Supplied text:
I guess there is something inside the map function that can't be there, Since it is pointing to the SparkContext, I am now explicitly using SparkContext as parameter in both myMethod and myDaoMethod All my classes implement Serializable.

Any help welcomed. Thank you.

def myMethod(df: DataFrame, factory: myFactory, sc: SparkContext)
                       (implicit sqlContext: SQLContext)   : DataFrame = {

  import org.apache.spark.sql.Row
  import org.apache.spark.sql.types._

  // function to return date n weeks ago
  val getDateNWeeksAgo: (String, Int) => String = (date: String, n: Int) => LocalDate.parse(date, DateTimeFormatter.BASIC_ISO_DATE).minusWeeks(n).toString 

  val myNewDF= df.rdd.map(r=> {

    val name = r.getAs[String]("name")
    val ym: String = r.getAs[String]("ym")

Data supplied:
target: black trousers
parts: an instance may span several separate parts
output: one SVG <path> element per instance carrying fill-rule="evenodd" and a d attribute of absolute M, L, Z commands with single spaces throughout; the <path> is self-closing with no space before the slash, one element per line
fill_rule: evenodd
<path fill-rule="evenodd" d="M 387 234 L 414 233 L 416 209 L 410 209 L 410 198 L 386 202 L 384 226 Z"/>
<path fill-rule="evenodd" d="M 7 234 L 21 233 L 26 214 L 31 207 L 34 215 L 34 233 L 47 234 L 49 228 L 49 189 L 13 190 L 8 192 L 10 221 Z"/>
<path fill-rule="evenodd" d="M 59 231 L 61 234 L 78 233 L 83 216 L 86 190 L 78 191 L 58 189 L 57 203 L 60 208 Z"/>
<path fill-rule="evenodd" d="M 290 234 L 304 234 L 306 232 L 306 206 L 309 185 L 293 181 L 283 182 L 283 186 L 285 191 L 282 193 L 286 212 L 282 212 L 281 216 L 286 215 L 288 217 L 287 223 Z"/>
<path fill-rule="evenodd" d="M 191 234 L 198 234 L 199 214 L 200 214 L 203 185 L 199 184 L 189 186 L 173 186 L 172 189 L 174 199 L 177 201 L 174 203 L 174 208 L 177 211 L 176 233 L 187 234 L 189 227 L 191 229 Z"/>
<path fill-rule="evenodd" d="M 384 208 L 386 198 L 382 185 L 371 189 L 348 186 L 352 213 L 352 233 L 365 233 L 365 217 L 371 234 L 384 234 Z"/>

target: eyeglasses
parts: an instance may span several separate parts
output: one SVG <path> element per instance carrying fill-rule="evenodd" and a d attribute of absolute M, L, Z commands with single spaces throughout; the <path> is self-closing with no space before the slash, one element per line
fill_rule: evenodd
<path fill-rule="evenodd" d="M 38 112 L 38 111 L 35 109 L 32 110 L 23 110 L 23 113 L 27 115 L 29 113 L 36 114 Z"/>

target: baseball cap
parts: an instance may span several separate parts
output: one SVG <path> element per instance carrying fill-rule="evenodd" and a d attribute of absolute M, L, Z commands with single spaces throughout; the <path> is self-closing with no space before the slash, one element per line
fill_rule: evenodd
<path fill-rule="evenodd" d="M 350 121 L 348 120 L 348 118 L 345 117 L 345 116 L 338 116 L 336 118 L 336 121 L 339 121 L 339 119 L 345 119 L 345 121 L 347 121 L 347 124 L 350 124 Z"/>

* * *

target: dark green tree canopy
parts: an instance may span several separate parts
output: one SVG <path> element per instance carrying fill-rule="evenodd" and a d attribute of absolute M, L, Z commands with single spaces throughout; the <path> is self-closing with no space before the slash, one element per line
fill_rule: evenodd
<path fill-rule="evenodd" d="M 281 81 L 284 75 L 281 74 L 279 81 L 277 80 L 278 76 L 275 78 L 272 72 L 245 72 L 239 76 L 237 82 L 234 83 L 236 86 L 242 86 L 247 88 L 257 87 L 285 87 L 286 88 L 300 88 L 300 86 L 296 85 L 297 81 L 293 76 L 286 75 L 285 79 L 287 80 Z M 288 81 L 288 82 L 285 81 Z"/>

Task requirements:
1: Which parameter names does the `myMethod` definition in the Spark forum post declare, including the implicit one?
2: Copy out the passage of the Spark forum post that opens with the words containing "I guess there" and closes with "classes implement Serializable.".

Solution set:
1: df, factory, sc, sqlContext

2:
I guess there is something inside the map function that can't be there, Since it is pointing to the SparkContext, I am now explicitly using SparkContext as parameter in both myMethod and myDaoMethod All my classes implement Serializable.